**Record extracts:**
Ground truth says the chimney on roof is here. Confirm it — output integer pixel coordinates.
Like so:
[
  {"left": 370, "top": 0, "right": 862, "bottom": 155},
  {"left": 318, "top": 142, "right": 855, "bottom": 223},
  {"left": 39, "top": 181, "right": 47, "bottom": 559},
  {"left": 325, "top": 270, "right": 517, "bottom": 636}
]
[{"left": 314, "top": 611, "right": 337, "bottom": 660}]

**Job:** Repeat every item above word for word, with nothing added or changed.

**Full output:**
Ground truth says the chimney on roof is here. Confirm it — output integer pixel coordinates.
Like so:
[
  {"left": 370, "top": 0, "right": 862, "bottom": 155},
  {"left": 318, "top": 142, "right": 855, "bottom": 223},
  {"left": 39, "top": 181, "right": 47, "bottom": 559},
  {"left": 325, "top": 270, "right": 517, "bottom": 636}
]
[{"left": 314, "top": 611, "right": 337, "bottom": 660}]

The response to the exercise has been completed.